↓↓↓

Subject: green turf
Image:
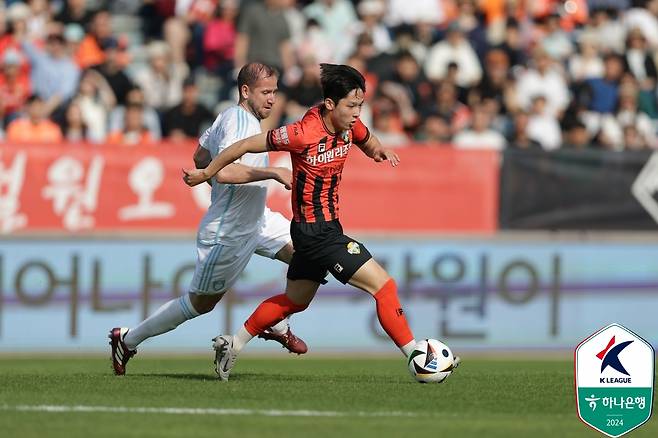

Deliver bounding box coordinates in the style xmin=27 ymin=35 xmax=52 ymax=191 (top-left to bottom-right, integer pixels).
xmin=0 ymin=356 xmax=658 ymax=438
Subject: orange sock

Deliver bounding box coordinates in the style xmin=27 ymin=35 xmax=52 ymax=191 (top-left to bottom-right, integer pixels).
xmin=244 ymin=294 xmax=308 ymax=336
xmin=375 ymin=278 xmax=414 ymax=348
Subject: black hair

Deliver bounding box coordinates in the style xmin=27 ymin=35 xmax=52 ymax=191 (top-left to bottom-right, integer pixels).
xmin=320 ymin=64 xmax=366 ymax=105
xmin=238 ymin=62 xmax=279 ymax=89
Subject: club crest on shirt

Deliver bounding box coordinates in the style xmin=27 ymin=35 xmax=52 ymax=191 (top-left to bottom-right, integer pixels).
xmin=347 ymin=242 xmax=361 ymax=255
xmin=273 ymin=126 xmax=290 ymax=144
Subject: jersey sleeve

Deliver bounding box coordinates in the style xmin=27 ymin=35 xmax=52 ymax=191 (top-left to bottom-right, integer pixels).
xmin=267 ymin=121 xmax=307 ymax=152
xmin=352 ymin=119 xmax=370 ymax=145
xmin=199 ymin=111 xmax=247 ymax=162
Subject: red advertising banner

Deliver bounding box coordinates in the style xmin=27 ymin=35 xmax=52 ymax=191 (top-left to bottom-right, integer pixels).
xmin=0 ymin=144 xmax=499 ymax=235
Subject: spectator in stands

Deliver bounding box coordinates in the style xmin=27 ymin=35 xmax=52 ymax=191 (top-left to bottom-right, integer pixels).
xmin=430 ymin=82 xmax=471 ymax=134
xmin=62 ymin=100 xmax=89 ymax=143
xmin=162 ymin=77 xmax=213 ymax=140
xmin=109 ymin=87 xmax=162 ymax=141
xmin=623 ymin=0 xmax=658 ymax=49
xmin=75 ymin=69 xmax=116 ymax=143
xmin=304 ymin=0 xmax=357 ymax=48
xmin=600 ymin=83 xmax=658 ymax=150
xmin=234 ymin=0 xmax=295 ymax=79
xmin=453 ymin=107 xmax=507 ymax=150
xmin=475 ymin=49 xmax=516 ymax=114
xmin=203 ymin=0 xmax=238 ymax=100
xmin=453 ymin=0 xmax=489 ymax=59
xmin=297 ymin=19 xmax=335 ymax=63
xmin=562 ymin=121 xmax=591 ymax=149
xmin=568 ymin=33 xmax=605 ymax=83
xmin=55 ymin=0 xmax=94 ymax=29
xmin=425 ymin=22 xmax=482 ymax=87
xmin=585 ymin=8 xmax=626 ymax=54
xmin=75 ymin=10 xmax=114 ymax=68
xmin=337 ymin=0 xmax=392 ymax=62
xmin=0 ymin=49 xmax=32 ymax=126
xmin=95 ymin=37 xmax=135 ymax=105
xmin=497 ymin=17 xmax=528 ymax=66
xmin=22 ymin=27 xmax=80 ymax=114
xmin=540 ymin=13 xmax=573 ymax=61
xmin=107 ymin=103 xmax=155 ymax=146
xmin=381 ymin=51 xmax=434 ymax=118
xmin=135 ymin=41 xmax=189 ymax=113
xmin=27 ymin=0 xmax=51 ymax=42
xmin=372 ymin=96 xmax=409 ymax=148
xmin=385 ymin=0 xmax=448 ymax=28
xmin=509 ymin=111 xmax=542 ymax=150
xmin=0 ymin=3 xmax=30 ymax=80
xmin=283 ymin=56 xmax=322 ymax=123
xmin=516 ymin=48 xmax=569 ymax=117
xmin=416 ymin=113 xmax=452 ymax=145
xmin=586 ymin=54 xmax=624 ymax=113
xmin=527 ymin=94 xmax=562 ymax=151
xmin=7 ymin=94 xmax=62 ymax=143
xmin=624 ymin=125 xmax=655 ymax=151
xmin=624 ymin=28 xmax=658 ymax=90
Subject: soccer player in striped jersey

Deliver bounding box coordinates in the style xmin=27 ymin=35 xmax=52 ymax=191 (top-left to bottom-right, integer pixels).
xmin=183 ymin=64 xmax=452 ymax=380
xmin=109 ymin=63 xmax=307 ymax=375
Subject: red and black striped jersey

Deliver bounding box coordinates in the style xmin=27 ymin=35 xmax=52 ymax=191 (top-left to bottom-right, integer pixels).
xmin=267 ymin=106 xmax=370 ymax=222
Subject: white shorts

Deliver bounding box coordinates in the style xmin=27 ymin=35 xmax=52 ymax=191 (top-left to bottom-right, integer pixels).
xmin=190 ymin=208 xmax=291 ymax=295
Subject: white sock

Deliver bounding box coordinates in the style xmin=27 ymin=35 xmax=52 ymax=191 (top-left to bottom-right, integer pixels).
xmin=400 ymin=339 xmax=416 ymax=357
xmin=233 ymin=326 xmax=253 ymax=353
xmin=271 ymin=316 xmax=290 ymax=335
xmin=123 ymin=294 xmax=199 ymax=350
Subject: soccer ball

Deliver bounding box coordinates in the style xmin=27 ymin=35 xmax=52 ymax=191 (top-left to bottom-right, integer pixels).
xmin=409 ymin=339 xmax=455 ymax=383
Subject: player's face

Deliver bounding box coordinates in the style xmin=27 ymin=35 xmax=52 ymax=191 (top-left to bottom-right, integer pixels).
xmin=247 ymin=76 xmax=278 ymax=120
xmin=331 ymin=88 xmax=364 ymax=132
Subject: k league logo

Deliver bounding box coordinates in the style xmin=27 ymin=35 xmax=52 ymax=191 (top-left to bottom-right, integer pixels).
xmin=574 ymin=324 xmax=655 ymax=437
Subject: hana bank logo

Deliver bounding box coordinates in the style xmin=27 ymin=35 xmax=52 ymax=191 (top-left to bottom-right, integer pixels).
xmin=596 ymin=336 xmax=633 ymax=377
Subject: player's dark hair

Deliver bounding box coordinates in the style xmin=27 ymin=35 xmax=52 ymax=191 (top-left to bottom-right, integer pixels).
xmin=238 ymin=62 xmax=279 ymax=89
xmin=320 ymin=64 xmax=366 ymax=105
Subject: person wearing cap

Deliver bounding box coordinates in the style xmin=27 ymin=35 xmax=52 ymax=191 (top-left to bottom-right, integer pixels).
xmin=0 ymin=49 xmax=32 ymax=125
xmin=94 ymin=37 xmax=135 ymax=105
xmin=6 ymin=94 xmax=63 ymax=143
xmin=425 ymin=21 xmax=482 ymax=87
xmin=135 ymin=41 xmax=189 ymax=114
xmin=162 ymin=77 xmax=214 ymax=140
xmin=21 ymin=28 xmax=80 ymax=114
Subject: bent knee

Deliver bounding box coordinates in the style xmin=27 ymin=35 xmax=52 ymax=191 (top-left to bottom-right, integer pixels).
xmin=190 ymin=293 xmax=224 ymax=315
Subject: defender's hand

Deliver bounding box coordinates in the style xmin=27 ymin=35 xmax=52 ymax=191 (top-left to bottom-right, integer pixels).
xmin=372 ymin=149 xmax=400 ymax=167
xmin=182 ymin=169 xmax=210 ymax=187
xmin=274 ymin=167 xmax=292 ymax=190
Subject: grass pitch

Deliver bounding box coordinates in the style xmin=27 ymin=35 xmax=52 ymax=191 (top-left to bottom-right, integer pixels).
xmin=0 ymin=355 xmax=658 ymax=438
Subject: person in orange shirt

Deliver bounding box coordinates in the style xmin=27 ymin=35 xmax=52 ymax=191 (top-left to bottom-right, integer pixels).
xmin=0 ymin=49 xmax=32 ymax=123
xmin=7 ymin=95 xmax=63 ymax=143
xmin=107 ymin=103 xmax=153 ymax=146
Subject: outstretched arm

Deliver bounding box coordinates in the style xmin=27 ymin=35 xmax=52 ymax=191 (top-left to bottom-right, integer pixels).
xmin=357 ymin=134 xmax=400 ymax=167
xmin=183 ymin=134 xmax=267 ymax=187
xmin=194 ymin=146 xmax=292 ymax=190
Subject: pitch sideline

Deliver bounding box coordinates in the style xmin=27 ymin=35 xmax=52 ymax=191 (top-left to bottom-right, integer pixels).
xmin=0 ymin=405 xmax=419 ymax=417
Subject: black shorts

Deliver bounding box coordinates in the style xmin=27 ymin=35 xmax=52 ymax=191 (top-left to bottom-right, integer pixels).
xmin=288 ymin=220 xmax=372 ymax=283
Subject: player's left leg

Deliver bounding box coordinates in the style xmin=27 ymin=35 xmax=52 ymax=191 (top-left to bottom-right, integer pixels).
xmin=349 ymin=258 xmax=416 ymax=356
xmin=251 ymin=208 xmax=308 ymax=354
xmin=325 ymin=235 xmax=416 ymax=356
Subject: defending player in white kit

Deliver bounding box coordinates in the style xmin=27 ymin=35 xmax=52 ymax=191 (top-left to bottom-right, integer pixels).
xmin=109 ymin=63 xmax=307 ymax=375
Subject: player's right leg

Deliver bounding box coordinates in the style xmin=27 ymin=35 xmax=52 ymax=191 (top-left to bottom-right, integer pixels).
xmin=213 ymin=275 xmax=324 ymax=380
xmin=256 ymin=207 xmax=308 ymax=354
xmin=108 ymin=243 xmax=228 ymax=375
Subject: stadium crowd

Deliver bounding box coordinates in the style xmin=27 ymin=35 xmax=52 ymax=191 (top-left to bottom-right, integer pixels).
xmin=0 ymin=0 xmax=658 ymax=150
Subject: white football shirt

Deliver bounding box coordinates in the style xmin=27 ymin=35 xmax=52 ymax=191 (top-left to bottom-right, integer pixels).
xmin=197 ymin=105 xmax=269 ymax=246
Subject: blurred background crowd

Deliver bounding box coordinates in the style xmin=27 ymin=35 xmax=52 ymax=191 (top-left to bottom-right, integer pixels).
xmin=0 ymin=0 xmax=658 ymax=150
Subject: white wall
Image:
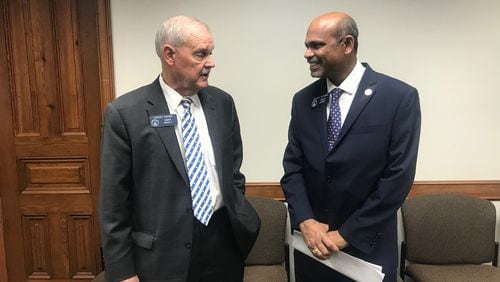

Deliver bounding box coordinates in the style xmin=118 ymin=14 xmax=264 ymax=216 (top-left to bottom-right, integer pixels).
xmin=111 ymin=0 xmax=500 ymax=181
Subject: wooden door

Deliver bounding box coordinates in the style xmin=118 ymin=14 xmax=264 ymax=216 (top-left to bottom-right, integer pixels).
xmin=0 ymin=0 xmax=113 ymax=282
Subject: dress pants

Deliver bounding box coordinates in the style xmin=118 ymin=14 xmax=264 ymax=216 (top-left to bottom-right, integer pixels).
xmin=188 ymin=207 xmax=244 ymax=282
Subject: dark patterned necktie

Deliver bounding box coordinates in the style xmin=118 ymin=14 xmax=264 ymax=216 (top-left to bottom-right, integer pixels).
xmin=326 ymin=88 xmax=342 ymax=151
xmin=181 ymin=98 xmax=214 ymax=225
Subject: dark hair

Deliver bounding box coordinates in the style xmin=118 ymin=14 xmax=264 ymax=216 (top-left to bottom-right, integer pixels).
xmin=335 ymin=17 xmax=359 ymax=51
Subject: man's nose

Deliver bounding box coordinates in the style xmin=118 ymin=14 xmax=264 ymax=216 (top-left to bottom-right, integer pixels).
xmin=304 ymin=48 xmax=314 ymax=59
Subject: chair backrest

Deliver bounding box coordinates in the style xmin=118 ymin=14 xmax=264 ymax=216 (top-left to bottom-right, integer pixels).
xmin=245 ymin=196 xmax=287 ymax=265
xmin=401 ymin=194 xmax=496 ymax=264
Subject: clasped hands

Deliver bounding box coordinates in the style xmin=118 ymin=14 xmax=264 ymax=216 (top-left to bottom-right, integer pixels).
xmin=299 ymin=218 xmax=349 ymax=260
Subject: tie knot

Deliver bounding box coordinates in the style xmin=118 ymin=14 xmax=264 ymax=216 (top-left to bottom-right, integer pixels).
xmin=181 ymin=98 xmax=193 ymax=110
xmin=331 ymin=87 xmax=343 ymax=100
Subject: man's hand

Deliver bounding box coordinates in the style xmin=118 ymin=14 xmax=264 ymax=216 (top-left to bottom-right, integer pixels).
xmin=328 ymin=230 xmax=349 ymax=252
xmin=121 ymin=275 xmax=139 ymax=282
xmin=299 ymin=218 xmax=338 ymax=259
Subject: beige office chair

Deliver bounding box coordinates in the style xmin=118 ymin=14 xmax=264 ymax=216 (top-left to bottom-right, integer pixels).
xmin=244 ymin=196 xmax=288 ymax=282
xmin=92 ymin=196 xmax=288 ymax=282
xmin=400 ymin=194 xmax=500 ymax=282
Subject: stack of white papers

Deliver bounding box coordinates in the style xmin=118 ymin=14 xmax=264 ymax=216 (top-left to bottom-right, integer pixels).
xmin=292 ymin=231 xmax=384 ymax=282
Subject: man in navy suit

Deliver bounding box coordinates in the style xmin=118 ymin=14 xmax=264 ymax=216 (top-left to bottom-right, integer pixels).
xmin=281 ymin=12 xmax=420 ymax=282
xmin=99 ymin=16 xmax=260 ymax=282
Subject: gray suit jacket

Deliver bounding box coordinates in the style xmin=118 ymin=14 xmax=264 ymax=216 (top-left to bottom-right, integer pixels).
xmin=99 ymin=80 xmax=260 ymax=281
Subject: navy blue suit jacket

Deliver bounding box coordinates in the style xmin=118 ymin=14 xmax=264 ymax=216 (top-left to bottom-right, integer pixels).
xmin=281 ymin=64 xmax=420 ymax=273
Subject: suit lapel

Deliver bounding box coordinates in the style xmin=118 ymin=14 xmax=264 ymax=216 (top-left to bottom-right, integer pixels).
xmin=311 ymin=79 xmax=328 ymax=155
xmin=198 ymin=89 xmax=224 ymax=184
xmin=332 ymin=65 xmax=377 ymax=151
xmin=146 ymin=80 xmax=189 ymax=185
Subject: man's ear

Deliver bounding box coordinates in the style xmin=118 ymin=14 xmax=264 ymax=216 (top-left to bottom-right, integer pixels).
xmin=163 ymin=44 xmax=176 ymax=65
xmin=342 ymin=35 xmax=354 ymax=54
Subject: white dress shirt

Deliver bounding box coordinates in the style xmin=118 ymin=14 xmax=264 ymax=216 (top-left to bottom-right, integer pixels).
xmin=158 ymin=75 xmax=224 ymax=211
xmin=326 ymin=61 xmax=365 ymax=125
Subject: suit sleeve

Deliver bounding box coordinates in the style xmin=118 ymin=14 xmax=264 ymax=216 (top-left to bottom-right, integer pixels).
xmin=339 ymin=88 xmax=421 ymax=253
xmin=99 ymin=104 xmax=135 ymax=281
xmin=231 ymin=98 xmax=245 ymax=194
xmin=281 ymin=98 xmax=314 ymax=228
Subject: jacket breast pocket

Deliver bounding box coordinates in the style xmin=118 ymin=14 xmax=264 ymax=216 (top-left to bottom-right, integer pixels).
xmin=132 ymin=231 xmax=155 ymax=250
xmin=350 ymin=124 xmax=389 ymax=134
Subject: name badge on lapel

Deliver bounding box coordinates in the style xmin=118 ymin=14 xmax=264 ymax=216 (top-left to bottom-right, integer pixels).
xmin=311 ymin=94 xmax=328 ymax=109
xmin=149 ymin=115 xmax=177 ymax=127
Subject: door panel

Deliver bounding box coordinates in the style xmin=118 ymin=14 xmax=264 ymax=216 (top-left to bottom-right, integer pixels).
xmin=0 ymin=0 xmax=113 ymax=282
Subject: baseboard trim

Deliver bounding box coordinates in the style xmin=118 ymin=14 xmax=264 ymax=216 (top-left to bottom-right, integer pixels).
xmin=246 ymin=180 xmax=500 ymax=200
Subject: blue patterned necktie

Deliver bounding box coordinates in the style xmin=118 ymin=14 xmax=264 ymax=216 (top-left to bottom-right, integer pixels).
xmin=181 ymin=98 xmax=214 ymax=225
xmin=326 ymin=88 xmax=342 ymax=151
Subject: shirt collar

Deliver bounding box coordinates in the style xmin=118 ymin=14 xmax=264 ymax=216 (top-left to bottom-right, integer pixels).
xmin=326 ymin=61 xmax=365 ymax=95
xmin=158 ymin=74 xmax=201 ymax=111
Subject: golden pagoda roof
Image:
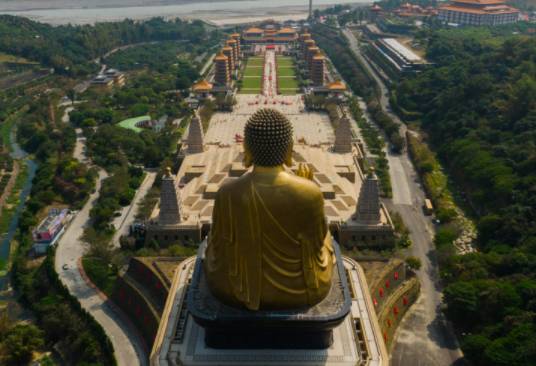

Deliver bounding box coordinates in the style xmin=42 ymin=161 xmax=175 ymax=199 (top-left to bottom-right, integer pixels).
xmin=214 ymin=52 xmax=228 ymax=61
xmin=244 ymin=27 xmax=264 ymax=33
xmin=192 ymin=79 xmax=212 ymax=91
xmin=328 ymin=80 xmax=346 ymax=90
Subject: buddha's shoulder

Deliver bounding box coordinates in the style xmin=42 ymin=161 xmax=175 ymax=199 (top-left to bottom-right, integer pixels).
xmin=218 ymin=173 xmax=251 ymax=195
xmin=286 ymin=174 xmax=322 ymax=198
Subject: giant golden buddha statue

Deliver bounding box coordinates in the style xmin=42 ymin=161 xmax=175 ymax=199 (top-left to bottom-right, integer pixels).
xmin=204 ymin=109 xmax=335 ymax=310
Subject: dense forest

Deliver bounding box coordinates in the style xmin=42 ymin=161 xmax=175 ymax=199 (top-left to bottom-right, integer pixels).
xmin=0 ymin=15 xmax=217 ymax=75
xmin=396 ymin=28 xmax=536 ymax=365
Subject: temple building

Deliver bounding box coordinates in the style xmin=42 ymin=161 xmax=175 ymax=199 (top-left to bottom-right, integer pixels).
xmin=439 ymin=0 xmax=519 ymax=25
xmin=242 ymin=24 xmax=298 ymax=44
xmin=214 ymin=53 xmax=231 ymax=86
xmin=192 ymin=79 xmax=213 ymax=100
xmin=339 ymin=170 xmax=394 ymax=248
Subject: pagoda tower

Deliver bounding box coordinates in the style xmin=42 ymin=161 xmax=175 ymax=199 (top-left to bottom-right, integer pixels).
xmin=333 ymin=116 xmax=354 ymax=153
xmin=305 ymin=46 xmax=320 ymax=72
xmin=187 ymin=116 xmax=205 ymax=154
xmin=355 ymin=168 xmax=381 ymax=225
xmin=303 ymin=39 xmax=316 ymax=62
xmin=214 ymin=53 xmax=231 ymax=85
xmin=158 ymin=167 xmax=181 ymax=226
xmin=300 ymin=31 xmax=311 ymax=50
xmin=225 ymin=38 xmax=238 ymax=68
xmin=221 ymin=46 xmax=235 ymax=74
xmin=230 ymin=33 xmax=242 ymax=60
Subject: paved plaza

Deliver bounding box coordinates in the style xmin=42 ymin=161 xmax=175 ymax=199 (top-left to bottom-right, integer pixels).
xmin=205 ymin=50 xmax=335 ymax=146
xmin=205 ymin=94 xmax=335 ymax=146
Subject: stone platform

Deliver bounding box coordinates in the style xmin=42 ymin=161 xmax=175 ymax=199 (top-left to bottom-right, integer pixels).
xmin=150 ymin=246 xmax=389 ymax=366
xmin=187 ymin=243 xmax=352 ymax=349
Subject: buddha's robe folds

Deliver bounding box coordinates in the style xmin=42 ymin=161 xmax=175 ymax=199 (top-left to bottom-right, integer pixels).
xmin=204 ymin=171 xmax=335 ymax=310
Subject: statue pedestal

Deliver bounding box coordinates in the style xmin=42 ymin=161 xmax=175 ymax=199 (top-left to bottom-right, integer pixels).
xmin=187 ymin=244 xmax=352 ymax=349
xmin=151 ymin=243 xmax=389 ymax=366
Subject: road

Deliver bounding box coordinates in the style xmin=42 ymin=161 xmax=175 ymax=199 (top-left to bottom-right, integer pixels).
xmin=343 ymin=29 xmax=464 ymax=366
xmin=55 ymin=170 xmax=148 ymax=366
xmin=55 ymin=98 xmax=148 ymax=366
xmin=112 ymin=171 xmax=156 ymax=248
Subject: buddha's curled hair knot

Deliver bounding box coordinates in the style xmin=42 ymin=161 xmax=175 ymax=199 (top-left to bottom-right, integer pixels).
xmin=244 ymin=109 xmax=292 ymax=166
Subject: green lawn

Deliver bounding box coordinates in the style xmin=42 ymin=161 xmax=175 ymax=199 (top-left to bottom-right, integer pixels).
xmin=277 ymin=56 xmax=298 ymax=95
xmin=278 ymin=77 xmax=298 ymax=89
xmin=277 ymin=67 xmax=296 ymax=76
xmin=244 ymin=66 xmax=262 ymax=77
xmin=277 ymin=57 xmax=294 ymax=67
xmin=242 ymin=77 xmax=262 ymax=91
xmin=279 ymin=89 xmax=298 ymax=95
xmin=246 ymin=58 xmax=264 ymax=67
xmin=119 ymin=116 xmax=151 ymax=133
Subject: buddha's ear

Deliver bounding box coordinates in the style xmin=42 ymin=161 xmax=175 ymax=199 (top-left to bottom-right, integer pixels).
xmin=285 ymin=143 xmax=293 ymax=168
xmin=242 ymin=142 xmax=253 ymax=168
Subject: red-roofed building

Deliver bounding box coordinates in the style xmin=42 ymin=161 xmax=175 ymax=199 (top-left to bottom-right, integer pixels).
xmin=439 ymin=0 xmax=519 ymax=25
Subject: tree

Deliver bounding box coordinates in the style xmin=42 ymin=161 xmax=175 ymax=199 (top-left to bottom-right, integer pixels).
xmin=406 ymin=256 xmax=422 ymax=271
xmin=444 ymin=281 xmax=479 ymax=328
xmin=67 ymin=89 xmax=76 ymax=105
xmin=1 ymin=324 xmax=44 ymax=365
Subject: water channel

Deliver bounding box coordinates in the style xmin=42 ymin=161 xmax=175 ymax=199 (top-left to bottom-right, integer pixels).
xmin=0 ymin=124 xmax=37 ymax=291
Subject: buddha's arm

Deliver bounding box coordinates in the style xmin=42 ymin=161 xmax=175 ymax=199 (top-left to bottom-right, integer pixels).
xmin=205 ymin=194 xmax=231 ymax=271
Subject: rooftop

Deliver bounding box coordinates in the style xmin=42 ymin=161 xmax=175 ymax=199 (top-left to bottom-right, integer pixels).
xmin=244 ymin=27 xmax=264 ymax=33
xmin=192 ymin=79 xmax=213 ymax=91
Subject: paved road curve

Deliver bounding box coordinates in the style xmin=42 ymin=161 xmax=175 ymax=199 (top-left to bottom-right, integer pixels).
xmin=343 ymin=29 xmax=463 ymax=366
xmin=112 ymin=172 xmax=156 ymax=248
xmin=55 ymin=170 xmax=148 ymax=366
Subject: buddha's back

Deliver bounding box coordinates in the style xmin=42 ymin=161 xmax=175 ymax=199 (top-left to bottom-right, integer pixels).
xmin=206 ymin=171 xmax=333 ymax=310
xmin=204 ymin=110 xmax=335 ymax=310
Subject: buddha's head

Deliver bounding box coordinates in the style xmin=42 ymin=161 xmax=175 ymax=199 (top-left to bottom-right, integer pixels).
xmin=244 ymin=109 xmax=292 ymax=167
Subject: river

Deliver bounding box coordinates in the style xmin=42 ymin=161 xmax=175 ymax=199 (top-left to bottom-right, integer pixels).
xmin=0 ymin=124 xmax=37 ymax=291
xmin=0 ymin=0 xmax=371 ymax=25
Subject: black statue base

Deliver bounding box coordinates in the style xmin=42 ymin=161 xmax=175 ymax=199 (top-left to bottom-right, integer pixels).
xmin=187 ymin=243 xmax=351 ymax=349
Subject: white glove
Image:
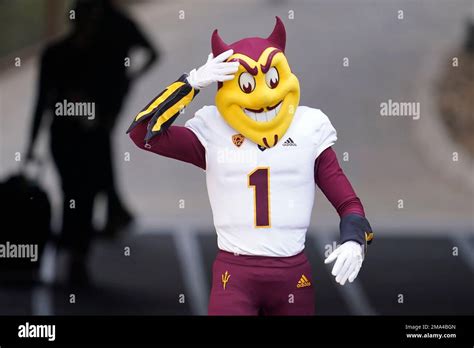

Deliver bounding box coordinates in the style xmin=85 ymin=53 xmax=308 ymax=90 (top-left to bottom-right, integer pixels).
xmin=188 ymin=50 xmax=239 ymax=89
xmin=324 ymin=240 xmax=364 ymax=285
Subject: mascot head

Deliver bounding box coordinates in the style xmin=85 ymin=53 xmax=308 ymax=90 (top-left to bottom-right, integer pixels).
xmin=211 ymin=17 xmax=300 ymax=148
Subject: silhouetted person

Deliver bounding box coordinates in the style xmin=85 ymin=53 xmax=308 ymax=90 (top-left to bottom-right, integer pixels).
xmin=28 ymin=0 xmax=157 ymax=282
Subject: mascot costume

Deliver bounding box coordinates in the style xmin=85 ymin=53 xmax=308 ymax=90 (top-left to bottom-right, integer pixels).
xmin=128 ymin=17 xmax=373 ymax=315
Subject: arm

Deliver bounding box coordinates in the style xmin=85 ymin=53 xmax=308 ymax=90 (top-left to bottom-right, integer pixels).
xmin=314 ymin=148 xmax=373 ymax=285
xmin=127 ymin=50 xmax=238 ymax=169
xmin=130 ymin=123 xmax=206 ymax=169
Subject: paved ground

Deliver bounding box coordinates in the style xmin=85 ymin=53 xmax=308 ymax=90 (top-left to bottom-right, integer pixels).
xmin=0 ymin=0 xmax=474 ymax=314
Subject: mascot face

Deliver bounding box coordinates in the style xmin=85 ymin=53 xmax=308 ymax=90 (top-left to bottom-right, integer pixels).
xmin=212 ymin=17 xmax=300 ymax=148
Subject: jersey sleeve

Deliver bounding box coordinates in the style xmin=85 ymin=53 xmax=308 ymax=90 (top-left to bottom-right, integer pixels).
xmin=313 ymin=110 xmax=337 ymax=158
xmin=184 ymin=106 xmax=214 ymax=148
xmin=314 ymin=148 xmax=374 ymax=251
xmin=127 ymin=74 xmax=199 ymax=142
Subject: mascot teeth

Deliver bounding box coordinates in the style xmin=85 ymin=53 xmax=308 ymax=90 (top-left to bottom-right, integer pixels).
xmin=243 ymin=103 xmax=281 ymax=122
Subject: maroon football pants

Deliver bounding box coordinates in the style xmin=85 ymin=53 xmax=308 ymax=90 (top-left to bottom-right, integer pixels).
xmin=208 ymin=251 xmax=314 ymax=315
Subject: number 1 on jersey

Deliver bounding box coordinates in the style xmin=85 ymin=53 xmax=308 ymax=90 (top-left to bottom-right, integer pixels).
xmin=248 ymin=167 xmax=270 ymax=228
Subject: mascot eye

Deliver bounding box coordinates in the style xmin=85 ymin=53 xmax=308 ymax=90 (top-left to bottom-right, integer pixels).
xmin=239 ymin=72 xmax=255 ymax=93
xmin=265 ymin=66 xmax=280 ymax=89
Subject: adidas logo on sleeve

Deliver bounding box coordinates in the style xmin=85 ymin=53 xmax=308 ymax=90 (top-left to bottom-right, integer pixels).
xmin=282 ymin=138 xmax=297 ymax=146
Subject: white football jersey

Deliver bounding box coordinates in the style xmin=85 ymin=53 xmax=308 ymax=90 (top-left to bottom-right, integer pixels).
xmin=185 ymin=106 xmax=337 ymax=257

↑↑↑

Switch "integer" to "whole" in the material from the line with "Subject: pagoda tower" up to and including the line with "xmin=187 ymin=116 xmax=205 ymax=154", keeping everything else unchanged. Give back only those lines.

◆ **Correct output**:
Subject: pagoda tower

Deliver bounding box coordinates in the style xmin=42 ymin=161 xmax=175 ymax=199 (top-left to bottom-right, whole pixels).
xmin=333 ymin=116 xmax=354 ymax=153
xmin=305 ymin=46 xmax=320 ymax=72
xmin=187 ymin=116 xmax=205 ymax=154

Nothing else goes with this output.